> _SUPPLIED TEXT_
·····

So Kevin’s more recent problem certainly wasn’t something we’d talk about unless he asked for advice, which I didn’t anticipate to be the case.
I had no interest in it and I’m nonjudgmental unless you are preaching the virtues of bland, uninspired, bottom-line information sharing (I believe that is a form of what once was referred to as journalism) or if you shoot somebody more than once in the head and then gut him, sternum to scrotum. I’m not sure which of those types of people ranks lower in my esteem.
I viewed my departure -- from the newspaper that Kevin loved and lost -- as perhaps one of those innocent Iraqi civilians probably felt after a few hours of water boarding by some of my Green Beret friends. I’d embraced the freedom, despite the big question marks about the future. I knew I had to feed a family and pay bills. I no longer felt like I was suffocating beneath a tsunami of dishonesty and the back-stabbing disrespect of even people I thought had once been good journalists… friends even.
At least I got out with a modest buyout that enabled me to go about getting established as a freelance writer and a part-time college educator.

·····

A run of records:
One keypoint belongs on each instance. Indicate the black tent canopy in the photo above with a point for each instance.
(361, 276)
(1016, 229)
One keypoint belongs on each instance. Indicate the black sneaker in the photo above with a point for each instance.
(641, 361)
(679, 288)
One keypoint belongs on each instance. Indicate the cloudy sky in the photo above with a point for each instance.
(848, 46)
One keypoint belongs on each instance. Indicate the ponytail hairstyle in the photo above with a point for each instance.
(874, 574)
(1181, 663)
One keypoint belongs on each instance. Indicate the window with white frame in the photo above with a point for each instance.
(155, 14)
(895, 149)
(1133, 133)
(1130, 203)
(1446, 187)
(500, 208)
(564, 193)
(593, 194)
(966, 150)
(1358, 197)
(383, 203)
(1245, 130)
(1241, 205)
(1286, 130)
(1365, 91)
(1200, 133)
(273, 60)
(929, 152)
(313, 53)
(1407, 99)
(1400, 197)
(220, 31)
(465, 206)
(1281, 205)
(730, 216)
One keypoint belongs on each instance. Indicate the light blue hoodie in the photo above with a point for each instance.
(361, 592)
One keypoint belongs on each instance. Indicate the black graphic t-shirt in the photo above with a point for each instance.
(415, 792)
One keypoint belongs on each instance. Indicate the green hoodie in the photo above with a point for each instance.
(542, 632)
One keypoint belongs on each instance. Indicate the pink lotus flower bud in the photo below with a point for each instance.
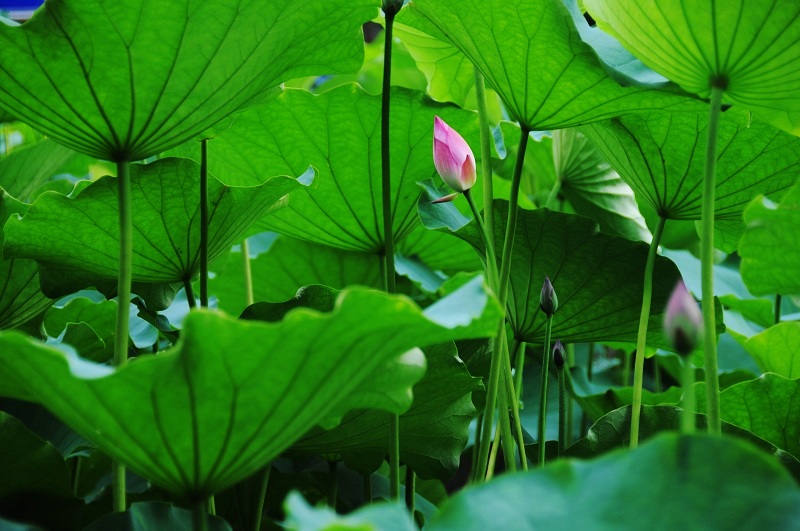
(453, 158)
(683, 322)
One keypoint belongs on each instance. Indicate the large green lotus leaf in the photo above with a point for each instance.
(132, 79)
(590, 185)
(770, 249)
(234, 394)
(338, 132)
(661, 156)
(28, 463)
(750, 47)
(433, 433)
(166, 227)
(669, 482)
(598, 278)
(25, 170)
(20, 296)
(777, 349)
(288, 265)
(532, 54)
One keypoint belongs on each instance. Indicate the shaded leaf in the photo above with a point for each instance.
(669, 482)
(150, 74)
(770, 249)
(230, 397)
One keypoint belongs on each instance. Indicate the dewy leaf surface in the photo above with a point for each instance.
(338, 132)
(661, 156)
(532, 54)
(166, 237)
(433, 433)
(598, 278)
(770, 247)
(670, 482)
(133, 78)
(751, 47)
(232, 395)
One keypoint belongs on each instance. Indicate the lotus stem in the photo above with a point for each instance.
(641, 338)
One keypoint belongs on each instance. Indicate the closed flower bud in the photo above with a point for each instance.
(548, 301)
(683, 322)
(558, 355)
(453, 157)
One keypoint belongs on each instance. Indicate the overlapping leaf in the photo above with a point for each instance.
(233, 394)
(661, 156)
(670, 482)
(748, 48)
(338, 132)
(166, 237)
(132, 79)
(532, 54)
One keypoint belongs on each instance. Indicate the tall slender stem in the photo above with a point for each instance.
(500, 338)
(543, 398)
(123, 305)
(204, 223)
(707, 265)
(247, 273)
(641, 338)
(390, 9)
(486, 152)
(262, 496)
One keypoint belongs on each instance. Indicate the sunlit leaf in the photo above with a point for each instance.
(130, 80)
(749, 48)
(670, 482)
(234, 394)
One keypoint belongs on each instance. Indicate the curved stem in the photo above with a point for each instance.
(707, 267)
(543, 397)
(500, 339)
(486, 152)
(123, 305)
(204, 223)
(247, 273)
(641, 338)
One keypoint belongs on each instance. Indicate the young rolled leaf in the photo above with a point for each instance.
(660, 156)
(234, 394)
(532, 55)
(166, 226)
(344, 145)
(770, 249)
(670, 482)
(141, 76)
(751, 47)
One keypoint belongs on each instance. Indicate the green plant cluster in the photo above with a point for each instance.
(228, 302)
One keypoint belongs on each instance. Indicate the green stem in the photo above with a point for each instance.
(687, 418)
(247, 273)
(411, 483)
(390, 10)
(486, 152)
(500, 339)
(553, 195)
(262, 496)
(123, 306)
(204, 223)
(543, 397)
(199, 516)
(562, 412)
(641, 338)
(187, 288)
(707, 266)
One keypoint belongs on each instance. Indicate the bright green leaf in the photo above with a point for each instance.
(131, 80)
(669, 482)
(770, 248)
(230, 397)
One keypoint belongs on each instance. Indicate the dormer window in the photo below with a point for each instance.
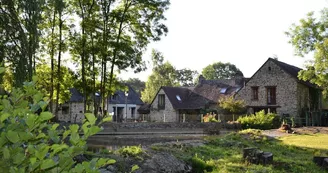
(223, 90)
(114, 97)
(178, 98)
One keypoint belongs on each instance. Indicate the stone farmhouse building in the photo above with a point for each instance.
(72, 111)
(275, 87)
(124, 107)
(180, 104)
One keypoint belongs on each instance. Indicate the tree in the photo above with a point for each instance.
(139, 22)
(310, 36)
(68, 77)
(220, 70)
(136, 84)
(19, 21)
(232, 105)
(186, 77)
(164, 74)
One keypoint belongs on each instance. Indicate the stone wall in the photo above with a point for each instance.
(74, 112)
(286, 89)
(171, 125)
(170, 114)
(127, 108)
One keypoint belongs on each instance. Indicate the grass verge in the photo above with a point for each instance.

·····

> _CHALLENGES_
**a)** Reproduce everything from "I had no interest" down to "in my esteem." in the newspaper departure text, swapping "esteem" for "regard".
**b)** Which three adjectives does the newspaper departure text use to describe the information sharing the narrator objects to?
**c)** According to the newspaper departure text, what did the modest buyout do for the narrator?

> _TASK RESULTS_
**a)**
I had no interest in it and I’m nonjudgmental unless you are preaching the virtues of bland, uninspired, bottom-line information sharing (I believe that is a form of what once was referred to as journalism) or if you shoot somebody more than once in the head and then gut him, sternum to scrotum. I’m not sure which of those types of people ranks lower in my regard.

**b)** bland, uninspired, bottom-line

**c)** It enabled the narrator to get established as a freelance writer and a part-time college educator.